(Tarea):
Filtra el material y copia cada línea en la que aparezca la palabra "white".

───── Líneas de datos ─────

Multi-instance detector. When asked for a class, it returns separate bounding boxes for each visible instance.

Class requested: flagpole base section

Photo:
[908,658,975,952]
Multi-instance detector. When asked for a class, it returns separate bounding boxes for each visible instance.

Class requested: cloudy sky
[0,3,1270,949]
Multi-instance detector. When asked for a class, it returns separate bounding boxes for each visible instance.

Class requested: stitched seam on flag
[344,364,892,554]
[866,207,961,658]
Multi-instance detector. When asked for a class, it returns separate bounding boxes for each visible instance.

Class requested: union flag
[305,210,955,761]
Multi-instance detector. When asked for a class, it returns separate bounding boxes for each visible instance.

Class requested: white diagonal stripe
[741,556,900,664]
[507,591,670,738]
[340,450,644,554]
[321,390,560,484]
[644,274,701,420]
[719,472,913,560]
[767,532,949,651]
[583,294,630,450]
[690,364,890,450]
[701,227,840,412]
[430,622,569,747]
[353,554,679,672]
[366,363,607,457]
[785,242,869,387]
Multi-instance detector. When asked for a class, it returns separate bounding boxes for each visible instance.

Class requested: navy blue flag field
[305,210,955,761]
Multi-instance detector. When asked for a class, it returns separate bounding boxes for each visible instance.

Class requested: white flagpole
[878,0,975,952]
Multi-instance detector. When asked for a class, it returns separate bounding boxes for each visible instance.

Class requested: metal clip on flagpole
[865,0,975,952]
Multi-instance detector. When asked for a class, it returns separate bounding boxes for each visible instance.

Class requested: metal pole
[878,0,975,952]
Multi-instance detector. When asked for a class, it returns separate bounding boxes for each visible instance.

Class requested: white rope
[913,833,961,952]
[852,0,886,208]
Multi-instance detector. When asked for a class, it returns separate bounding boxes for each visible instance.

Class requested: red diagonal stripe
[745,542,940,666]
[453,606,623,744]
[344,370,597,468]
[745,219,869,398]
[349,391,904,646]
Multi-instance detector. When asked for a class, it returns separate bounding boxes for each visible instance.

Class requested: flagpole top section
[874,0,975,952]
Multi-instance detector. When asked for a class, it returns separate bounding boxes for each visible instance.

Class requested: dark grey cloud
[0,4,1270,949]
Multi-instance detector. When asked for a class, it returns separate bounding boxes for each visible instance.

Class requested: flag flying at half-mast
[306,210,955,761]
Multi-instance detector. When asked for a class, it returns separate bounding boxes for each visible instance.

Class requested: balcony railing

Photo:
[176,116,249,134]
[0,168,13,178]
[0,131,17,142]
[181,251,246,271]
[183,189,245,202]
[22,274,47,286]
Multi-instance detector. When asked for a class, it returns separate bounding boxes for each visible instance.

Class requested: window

─────

(Solución abajo):
Class requested: white diagonal stripe
Class requested: white flagpole
Class requested: white rope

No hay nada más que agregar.